REQUIRED WORK -
A: From the cumulant generating function thread, return the passage between "Just as the" and "($E[1]$ * $ln$10)", inclusive.
B: According to the cumulant generating function thread, which book, question number and page does the problem come from?
C: Translate this sentence from the cumulant generating function thread into German: "Is it possible to prove it without Measure Theory?"

SOURCE TEXT -
____
Just as the title, it is Question 83 on page 90(Ross's book, Introduction to Probability Models)
since K(t) = $log(E[e^{tX}])$
Convert $log_{10}$ to $ln_e$,
K(t) = $ln(E[e^{tX}])$/$ln$10
Then K'(t) = $E[Xe^{tX}]$ / ($E[e^{tX}]$ * $ln$10 )
K'(0) = $E[X]$ / ($E[1]$ * $ln$10)
K'(0) = $E[X]$ / $ln$10
But the solution says:
K'(t) = $E[Xe^{tX}]$ / $E[e^{tX}]$
So why is that 'log'(conversion) gone? Is that conversion necessary?
Is it possible to prove it without Measure Theory ?
Thanks in advance
let $\mu$ be the probability measure then $$e^{K(t)}=\int e^{tx}\mathrm{d}\mu$$ Differentiating both sides w.r.t. $t$, $$e^{K(t)}K'(t)=\int\frac{d}{dt}e^{tx}~\mathrm{d}\mu=\int xe^{tx}\mathrm{d}\mu=E[Xe^{tX}]$$ So$$K'(t)=\frac{E[Xe^{tX}]}{E[e^{tX}]}$$
____
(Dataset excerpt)
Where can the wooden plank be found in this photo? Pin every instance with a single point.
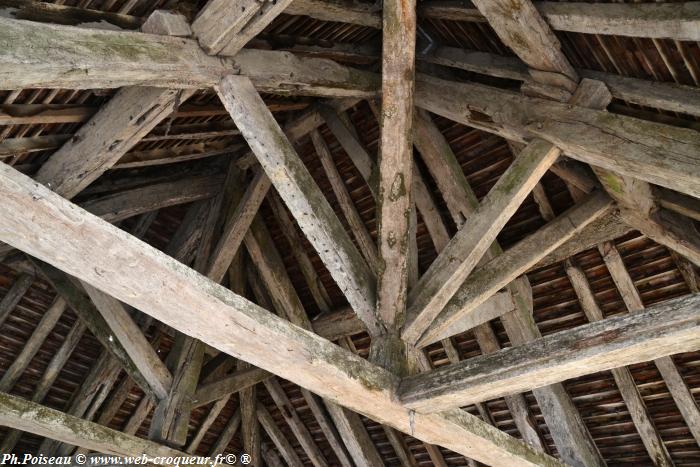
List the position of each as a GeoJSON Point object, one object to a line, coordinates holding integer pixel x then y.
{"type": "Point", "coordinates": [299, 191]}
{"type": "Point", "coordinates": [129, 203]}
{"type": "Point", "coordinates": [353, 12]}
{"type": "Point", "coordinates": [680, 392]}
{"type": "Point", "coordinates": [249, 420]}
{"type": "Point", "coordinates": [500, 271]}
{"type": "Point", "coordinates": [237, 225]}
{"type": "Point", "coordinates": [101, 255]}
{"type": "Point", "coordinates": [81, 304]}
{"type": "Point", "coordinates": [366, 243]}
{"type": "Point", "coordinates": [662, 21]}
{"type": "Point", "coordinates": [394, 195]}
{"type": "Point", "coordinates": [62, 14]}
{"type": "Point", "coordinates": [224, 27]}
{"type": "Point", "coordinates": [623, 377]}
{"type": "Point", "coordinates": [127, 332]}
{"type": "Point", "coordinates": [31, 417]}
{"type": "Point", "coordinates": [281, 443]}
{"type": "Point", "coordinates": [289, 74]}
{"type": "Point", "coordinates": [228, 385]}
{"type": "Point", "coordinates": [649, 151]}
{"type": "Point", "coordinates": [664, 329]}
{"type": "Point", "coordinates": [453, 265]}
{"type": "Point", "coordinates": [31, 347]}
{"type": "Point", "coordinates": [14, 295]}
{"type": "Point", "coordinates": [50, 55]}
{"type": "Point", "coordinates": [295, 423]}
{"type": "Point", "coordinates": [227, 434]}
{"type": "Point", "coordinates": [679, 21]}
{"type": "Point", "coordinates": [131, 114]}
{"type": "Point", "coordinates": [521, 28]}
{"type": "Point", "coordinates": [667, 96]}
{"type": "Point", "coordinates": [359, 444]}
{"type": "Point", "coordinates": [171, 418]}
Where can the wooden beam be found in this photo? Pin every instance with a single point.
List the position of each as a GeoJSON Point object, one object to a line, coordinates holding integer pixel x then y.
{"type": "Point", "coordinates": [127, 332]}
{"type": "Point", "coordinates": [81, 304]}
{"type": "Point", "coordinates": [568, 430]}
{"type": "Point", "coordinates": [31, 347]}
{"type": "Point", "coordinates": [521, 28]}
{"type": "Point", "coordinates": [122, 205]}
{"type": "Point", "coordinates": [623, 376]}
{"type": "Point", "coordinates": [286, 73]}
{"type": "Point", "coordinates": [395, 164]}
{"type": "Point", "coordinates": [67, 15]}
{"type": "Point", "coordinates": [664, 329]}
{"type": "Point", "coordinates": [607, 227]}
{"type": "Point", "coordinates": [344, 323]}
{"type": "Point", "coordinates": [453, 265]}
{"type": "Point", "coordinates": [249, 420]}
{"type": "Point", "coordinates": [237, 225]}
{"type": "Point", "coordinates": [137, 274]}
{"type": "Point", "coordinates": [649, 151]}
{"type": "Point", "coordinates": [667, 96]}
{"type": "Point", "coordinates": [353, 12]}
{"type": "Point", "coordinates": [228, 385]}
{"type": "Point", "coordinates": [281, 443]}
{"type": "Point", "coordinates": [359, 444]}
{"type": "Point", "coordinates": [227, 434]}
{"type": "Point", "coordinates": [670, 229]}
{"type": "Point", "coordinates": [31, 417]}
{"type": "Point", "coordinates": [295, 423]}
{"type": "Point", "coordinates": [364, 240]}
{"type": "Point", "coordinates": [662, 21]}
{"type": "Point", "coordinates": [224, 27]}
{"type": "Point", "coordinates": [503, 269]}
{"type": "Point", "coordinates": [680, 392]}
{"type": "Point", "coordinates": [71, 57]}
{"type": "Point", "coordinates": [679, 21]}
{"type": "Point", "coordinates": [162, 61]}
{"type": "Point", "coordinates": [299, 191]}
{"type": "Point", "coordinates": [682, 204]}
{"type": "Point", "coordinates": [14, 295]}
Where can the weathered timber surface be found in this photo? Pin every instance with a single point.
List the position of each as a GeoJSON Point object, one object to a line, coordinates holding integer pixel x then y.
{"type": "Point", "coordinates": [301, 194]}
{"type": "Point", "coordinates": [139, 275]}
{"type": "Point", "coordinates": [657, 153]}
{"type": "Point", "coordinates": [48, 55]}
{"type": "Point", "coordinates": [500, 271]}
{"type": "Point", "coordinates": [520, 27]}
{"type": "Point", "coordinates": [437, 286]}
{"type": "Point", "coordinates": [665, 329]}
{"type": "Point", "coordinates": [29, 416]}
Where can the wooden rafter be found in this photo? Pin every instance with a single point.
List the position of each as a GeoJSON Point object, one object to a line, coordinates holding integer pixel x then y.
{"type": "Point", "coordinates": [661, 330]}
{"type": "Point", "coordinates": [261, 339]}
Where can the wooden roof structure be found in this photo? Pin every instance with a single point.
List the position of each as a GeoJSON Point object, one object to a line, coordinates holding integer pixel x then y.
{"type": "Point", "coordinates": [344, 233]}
____
ANSWERS FOR THE EXERCISE -
A:
Just as the title, it is Question 83 on page 90(Ross's book, Introduction to Probability Models)
since K(t) = $log(E[e^{tX}])$
Convert $log_{10}$ to $ln_e$,
K(t) = $ln(E[e^{tX}])$/$ln$10
Then K'(t) = $E[Xe^{tX}]$ / ($E[e^{tX}]$ * $ln$10 )
K'(0) = $E[X]$ / ($E[1]$ * $ln$10)

B: It is Question 83 on page 90 of Ross's book, Introduction to Probability Models.

C: Ist es möglich, es ohne Maßtheorie zu beweisen?